» The problem
Please transcribe exactly the lines from the one containing "Query: man walking in suit" through the end of the records below, both included, and nothing else.

Saved entries

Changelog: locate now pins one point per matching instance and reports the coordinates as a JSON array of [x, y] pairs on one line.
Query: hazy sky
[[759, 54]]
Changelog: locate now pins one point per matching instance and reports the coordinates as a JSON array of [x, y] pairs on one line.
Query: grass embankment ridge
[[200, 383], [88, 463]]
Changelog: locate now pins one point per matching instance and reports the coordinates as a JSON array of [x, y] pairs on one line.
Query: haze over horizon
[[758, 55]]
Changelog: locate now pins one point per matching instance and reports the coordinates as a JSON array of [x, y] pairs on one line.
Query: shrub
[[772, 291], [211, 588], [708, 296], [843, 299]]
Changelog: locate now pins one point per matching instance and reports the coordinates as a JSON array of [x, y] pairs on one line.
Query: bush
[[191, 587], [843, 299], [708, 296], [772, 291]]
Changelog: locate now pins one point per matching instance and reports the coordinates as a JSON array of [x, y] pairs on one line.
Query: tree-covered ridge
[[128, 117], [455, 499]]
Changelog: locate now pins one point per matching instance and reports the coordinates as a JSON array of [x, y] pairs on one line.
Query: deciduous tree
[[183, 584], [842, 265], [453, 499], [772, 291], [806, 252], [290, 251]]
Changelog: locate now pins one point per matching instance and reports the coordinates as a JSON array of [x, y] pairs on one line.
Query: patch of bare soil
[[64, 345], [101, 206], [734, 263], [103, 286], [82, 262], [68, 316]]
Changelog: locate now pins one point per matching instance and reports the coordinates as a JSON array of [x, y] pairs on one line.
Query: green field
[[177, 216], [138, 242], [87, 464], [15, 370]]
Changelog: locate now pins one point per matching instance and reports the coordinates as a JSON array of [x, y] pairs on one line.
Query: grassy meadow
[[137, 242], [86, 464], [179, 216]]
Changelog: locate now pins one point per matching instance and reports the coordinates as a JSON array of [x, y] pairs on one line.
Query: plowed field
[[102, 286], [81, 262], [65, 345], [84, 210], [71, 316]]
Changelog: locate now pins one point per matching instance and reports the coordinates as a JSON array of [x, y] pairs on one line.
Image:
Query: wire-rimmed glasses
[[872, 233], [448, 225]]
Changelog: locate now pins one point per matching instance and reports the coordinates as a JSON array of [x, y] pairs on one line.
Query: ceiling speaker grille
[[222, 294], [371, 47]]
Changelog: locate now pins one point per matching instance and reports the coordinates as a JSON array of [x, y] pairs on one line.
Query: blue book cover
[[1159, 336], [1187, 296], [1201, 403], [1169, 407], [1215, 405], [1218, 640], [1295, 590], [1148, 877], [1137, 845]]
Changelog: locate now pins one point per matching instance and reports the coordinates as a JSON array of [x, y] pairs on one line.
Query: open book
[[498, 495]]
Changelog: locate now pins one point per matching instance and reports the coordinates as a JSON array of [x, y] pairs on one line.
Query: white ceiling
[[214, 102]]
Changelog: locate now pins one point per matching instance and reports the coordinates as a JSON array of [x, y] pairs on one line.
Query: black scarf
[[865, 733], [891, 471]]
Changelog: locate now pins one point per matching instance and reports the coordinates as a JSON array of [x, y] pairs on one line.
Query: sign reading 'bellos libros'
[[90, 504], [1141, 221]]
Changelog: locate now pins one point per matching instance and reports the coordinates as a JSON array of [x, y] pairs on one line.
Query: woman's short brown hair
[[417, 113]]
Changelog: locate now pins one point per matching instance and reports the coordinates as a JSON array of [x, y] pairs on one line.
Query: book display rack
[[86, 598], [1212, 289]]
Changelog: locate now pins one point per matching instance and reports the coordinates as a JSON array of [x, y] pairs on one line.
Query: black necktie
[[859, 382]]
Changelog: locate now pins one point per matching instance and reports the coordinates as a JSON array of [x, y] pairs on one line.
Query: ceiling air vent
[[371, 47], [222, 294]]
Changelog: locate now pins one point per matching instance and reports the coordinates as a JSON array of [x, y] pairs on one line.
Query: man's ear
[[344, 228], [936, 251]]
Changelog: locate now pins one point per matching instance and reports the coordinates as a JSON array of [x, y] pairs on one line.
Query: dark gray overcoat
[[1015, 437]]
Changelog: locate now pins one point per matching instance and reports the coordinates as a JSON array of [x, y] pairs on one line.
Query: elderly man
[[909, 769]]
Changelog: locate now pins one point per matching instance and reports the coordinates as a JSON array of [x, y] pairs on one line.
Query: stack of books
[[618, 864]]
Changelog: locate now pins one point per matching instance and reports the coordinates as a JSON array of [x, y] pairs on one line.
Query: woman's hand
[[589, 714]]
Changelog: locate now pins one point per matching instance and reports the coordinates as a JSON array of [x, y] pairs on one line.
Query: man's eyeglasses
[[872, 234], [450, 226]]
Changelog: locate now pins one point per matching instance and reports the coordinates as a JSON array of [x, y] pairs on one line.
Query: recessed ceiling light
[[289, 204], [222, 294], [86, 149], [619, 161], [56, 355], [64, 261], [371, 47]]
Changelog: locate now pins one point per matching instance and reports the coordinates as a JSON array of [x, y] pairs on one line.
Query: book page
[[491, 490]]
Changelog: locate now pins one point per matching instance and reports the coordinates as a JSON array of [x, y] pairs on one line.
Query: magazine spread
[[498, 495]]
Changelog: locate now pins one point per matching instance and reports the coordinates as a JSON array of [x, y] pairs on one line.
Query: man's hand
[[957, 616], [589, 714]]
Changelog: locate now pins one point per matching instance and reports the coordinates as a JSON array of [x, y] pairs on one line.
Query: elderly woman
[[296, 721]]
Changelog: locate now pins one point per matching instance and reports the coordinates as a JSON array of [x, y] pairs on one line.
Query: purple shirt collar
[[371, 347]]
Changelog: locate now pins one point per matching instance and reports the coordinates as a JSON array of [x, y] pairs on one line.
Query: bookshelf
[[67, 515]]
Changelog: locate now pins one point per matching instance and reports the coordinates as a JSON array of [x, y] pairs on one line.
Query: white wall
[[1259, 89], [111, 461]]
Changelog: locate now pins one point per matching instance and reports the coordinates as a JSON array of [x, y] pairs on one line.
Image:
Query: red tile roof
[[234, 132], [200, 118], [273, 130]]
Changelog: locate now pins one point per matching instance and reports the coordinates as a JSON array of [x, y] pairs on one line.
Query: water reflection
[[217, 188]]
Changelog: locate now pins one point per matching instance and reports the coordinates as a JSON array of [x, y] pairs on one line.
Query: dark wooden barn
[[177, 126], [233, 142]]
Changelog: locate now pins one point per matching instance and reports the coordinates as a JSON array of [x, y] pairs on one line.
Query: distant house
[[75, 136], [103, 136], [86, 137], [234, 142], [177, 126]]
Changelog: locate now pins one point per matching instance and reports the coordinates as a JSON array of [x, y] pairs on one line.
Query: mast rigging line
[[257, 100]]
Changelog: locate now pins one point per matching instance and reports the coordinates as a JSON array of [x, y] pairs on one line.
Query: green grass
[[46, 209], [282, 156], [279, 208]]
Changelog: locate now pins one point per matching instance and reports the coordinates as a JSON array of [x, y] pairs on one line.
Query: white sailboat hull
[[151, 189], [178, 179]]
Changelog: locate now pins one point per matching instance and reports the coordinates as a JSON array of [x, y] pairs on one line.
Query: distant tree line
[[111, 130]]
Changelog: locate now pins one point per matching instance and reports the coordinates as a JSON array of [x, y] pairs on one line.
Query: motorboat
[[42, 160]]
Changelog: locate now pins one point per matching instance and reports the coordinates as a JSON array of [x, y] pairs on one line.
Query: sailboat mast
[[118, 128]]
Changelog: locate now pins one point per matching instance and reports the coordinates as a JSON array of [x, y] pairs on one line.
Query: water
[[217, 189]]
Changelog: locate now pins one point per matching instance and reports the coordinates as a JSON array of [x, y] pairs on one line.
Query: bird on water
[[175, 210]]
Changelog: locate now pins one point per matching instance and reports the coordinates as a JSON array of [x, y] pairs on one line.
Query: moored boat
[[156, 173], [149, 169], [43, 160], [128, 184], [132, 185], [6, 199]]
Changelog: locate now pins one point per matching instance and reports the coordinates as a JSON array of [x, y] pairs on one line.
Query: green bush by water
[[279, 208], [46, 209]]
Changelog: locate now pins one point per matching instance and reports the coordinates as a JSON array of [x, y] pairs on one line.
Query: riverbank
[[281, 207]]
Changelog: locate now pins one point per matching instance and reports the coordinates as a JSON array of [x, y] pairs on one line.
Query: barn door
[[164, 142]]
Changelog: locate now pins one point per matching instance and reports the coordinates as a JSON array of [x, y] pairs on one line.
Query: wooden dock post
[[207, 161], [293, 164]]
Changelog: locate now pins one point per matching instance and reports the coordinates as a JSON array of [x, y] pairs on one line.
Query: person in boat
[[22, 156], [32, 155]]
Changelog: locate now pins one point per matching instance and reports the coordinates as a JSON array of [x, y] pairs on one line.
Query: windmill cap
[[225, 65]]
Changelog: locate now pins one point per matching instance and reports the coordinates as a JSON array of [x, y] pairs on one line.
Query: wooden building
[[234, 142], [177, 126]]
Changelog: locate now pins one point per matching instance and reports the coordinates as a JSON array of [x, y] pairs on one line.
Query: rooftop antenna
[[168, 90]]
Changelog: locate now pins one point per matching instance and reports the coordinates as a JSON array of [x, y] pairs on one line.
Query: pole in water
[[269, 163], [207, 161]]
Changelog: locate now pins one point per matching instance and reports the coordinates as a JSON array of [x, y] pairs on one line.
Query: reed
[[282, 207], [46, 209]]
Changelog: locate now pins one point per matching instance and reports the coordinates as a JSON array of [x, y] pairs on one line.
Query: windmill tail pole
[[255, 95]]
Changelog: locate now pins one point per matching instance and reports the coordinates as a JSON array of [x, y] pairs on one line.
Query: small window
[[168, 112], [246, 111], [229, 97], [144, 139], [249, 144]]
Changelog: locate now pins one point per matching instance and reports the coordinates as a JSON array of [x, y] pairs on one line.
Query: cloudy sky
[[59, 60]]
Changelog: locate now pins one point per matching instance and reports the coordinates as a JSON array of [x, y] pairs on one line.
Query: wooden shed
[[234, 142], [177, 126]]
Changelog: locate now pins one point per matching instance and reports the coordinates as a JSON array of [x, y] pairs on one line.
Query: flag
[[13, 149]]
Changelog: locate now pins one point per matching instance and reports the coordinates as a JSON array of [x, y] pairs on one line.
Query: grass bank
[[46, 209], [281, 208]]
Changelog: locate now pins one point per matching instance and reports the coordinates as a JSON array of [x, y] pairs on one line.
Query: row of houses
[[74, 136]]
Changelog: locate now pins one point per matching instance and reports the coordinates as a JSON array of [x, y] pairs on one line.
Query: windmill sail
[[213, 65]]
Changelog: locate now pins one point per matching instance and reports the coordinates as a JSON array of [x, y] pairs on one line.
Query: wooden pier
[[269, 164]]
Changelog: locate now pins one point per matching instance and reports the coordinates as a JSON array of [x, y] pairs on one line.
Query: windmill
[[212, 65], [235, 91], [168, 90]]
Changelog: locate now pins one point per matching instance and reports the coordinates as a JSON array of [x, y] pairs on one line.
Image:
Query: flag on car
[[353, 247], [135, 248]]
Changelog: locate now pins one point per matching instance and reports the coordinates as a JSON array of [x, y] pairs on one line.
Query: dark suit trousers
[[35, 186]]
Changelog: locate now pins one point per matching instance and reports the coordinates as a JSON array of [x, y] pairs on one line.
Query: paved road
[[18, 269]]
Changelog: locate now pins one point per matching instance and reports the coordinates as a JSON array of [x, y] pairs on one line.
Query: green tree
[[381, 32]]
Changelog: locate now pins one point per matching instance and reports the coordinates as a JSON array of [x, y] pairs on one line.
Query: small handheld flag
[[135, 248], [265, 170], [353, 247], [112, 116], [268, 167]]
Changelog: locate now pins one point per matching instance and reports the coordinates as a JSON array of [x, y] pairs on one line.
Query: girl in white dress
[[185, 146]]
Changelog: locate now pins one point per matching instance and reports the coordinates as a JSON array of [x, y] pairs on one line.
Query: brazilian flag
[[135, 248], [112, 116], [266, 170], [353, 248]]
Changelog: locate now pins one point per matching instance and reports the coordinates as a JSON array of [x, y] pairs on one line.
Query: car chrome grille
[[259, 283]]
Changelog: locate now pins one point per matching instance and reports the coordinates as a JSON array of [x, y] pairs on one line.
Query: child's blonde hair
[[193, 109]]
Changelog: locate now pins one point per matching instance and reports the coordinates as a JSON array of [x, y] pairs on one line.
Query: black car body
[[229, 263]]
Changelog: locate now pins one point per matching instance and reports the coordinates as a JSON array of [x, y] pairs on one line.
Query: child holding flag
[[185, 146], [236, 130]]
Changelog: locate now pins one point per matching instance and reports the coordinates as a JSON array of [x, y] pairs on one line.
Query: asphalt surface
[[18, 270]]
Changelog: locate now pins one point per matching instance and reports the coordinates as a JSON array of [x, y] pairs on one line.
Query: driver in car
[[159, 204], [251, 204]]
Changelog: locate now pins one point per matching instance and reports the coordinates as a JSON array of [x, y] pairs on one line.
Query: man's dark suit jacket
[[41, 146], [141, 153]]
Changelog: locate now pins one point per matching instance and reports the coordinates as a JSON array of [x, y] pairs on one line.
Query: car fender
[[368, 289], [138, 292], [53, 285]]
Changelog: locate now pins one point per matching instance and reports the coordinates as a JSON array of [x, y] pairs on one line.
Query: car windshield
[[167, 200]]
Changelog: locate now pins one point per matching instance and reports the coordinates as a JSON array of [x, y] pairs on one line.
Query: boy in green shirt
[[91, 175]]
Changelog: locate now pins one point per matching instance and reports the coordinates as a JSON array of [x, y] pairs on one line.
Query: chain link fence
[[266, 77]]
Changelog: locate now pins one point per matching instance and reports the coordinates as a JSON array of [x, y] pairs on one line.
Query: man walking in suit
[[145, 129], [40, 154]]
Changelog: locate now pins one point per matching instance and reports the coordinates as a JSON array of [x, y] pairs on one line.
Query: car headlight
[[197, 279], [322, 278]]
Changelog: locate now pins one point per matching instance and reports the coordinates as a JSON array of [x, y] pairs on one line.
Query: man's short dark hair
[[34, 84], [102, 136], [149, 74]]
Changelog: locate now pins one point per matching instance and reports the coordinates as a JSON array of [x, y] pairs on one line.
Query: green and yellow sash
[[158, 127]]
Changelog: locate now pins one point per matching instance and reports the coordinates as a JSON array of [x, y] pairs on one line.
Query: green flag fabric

» Response box
Query: man walking in suit
[[145, 129], [40, 154]]
Changelog: locate now pins one point per matching instance and reports the coordinates as a JSON array of [x, y] pairs on one line.
Query: car headlight
[[197, 279], [322, 278]]
Changelog: locate now pins one point per matching instance and reports the coordinates as a JSON array of [x, y] pairs on one line.
Query: man's short dark hair
[[34, 84], [102, 136], [149, 74]]
Changelog: locate now pins one point per matching instance and reports the coordinates as a JSON array of [x, y] pairs on one line.
Query: green and yellow sash
[[158, 127]]
Changelog: locate now pins one point per matching instance and reports the coordinates as a JSON array of [x, y] pairs on one line.
Query: green flag fabric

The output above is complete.